● What is required
If a line in the entries contains the string "curtain", include that line in your answer.
○ ○ ○
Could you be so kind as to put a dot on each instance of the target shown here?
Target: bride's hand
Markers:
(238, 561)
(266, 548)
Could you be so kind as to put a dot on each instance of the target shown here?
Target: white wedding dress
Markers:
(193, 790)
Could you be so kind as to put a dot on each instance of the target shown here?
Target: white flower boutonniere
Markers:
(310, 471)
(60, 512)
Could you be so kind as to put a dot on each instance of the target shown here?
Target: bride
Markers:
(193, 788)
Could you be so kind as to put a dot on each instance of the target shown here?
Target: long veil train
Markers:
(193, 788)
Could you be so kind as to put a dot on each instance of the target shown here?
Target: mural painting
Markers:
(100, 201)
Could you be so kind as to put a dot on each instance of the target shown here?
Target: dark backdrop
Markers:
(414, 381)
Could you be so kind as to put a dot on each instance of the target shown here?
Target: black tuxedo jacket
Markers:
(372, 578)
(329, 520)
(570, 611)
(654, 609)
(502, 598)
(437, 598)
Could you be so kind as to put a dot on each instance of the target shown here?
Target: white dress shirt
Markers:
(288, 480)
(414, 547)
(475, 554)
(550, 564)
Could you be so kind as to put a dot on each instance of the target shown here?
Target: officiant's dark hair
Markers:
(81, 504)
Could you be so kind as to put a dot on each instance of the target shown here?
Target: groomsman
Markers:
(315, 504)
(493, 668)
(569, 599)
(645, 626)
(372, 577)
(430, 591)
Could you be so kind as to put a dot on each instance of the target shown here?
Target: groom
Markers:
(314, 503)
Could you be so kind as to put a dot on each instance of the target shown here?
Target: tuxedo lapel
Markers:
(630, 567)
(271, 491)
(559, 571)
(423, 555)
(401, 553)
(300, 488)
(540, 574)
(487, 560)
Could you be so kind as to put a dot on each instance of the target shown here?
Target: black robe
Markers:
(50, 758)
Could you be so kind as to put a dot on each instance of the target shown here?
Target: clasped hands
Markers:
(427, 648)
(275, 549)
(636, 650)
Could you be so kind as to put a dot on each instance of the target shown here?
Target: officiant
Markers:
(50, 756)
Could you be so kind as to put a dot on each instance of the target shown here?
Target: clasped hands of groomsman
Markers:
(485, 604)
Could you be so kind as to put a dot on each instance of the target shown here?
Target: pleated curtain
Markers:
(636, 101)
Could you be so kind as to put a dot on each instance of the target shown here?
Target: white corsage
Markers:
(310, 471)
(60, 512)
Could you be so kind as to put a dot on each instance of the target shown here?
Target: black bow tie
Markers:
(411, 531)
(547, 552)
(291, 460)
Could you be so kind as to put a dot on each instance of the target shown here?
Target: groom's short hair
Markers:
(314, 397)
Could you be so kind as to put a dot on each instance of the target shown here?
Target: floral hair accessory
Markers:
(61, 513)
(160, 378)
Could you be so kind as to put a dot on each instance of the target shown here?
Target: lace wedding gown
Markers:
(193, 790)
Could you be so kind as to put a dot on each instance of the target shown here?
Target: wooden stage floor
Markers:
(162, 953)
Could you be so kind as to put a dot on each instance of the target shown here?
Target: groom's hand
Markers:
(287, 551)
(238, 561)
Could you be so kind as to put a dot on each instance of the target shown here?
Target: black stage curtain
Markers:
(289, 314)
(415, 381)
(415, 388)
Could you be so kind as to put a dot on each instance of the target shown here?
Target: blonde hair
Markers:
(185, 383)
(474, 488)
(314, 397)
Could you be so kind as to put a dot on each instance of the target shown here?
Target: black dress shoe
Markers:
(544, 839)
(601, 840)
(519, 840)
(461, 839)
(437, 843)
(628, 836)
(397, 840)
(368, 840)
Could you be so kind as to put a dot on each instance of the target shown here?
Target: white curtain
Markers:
○ ○ ○
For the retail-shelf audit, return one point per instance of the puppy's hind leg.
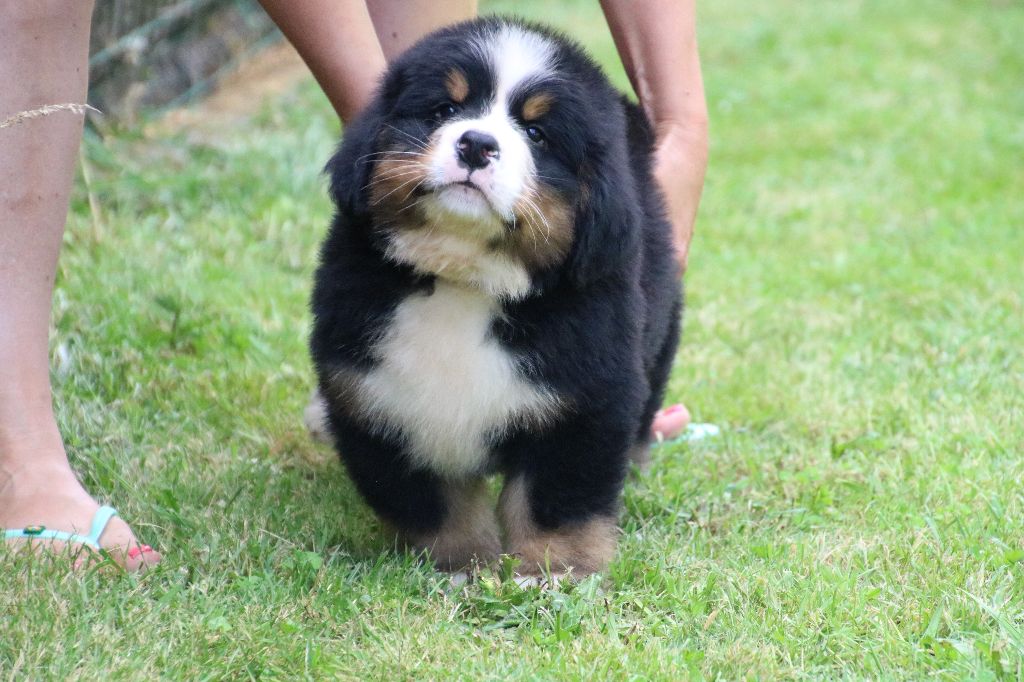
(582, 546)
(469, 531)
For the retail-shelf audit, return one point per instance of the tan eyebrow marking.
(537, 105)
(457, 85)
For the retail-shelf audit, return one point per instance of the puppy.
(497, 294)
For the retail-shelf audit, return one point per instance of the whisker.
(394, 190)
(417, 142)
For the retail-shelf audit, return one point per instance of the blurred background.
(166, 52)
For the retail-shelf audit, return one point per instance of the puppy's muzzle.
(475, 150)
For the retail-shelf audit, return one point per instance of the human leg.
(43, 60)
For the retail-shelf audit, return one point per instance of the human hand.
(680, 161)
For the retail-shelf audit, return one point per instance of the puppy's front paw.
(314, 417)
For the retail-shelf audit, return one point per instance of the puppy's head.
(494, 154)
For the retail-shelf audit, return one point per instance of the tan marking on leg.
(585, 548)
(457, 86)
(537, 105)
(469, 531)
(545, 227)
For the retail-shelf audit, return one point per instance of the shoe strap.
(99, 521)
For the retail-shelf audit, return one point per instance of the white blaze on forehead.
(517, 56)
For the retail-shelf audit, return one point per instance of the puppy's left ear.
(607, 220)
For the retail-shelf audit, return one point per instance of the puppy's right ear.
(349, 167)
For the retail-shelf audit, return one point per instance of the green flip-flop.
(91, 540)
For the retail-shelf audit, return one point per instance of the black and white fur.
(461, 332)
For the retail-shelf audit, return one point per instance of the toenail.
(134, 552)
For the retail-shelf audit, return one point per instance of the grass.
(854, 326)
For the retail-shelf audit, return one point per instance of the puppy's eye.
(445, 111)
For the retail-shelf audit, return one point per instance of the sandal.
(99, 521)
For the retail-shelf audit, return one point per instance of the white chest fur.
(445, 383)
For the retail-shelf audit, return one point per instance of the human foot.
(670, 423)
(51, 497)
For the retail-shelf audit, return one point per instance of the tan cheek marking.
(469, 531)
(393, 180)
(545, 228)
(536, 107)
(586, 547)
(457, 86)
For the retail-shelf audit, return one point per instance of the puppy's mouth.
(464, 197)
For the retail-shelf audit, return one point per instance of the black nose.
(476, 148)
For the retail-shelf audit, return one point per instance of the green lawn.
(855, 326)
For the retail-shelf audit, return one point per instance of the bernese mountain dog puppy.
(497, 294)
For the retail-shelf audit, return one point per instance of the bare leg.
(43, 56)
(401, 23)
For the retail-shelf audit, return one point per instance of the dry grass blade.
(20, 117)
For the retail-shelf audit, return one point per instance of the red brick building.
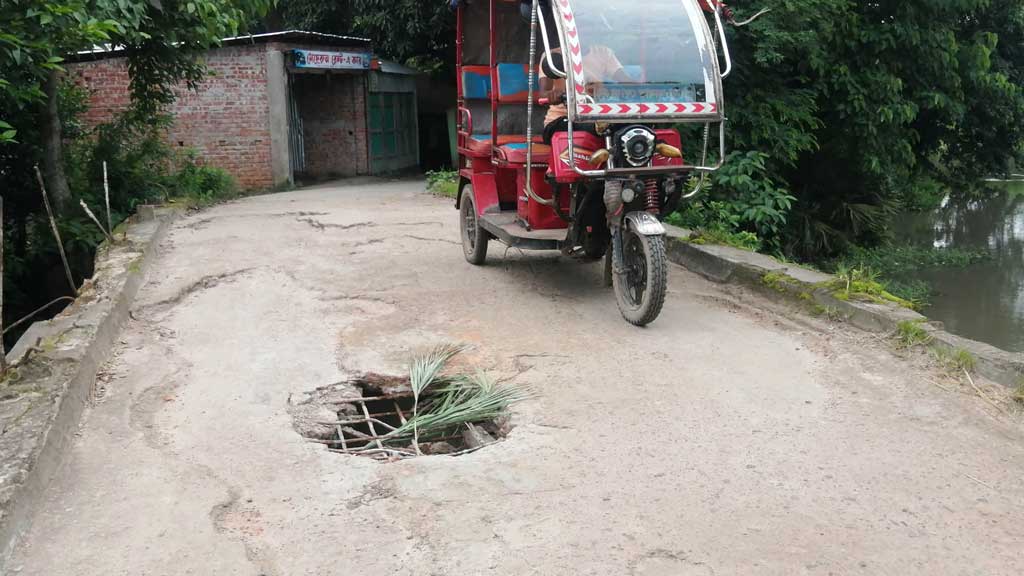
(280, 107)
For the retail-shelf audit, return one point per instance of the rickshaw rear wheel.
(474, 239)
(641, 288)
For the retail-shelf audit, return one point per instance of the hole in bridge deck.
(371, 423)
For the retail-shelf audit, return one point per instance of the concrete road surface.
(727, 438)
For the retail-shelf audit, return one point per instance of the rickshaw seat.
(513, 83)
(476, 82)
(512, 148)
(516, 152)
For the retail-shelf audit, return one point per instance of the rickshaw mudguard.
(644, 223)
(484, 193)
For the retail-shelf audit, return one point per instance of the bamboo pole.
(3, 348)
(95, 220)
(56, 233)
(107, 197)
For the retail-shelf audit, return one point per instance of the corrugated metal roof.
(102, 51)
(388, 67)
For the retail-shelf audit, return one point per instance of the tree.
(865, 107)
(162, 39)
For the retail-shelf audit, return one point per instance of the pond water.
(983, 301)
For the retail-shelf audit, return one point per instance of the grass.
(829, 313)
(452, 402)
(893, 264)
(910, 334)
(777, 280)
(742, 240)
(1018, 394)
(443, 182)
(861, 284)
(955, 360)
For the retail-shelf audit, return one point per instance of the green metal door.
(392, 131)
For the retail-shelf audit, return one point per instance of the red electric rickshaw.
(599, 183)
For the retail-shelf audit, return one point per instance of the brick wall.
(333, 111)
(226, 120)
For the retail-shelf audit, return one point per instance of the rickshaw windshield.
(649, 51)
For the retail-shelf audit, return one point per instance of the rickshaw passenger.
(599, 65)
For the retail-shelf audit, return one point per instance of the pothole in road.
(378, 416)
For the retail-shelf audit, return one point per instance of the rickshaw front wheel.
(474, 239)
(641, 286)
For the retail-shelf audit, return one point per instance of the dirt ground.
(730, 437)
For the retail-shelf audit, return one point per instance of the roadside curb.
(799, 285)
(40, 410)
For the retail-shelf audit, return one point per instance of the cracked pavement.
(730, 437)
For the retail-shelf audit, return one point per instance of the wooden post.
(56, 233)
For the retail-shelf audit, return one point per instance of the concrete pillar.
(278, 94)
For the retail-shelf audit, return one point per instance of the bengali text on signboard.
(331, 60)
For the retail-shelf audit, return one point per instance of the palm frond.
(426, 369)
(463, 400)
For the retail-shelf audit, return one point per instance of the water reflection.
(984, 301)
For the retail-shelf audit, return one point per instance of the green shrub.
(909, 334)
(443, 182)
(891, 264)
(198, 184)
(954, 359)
○ ○ ○
● Expected output
Target: pleated curtain
Target: black stage curtain
Target: white curtain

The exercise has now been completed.